◆ Text passage ◆
= The Corner That Held Them =

1948 novel by Sylvia Townsend Warner

First edition (publ. Chatto & Windus)

The Corner that Held Them is a historical novel by English writer Sylvia Townsend Warner, first published in 1948 by Chatto & Windus in London, with the American edition being published by Viking Press. It details the lives of the residents of Oby, a fictional medieval convent in the fenlands of Eastern England. The novel begins at Oby's establishment in 1163 and ends in 1382, encompassing multiple episodic stories surrounding the various residents of the convent. Although there is no conventional overarching plot, a running theme of the novel is the role of the Church in the economic oppression of the common people; Warner described it as a novel written "on the purest Marxist principles."

Warner typed 58 pages for an unfinished sequel that was spread between four gatherings. The novel was reviewed favourably, both in its original publication and on later reprintings, with many critics noting its unromanticized depiction of the medieval era.

==Summary==
The novel describes the events at the convent of Oby, including the impact of the Black Death in 1349, the admission of a fake priest into the ranks, the ambitions of Oby's prioresses, and finally the Peasants' Revolt of 1381. The third-person narration freely wanders between the stories of different characters. The passage of time in the book can be roughly traced by the succession of prioresses, as well as the episodic adventures of various residents of Oby, denoted below with subheaders. Although the novel has no one plot, many events which occur in the beginning of the book are paralleled or referenced later, such as the reappearance of Jackie.

◆ What you will do ◆
a – From the text on The Corner That Held Them, reproduce the part that opens with the words containing "Warner typed 58" and closes with "the medieval era.".
b – Name every year that appears in the text on The Corner That Held Them.
c – According to the text on The Corner That Held Them, how many pages did Warner type for the unfinished sequel?

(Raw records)

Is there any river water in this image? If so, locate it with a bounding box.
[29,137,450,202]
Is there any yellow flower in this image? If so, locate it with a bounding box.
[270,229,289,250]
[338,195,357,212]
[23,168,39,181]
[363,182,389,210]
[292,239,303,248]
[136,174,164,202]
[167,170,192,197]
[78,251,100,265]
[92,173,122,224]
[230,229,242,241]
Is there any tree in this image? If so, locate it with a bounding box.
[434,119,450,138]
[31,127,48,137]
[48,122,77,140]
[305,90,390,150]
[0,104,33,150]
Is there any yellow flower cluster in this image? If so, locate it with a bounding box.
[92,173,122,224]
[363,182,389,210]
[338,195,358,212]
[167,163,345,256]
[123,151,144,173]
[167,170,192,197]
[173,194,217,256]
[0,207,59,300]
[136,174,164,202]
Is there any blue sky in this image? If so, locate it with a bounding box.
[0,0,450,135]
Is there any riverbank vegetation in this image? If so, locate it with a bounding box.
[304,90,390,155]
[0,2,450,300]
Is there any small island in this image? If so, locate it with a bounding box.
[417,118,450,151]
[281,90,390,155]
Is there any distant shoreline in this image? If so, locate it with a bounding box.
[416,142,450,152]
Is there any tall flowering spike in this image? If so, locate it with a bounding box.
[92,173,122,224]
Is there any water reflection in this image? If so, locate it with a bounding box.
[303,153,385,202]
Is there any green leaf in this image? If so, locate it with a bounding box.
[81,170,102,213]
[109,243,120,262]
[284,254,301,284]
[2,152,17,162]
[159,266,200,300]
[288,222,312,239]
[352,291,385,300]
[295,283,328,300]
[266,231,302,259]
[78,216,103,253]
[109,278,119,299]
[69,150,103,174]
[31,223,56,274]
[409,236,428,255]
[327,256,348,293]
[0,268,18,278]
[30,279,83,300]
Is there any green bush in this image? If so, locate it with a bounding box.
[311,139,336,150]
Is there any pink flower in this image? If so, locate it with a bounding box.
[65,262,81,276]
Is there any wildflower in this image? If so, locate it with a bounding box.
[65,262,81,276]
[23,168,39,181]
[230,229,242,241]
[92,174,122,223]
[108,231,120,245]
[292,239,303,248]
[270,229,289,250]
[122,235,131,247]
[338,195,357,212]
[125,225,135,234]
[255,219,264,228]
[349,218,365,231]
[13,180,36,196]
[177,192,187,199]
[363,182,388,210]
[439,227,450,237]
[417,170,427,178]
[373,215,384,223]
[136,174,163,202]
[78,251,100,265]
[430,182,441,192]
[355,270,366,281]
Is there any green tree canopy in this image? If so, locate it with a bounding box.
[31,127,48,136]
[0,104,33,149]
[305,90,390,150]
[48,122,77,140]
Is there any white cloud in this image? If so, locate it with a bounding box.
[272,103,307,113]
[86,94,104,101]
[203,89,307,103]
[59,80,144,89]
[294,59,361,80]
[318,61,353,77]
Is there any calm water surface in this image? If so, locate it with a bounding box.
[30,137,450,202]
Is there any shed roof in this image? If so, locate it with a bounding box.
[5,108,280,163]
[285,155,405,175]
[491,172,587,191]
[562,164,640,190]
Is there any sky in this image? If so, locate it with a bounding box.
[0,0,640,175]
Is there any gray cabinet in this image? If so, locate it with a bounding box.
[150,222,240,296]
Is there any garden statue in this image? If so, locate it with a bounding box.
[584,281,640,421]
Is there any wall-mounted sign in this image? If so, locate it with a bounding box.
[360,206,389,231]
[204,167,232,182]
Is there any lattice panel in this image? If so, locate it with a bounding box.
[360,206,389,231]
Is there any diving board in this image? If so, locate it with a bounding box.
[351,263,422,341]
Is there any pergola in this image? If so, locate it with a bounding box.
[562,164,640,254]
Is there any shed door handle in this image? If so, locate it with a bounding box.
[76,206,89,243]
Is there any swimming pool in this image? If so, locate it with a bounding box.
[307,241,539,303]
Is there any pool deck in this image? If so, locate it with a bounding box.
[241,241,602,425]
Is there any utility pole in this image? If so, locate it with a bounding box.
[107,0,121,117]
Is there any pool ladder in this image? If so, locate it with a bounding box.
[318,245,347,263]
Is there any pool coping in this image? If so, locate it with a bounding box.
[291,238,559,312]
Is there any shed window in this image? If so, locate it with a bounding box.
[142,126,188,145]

◆ Results in order ◆
a –
Warner typed 58 pages for an unfinished sequel that was spread between four gatherings. The novel was reviewed favourably, both in its original publication and on later reprintings, with many critics noting its unromanticized depiction of the medieval era.

b – 1948, 1163, 1382, 1349, 1381

c – 58 pages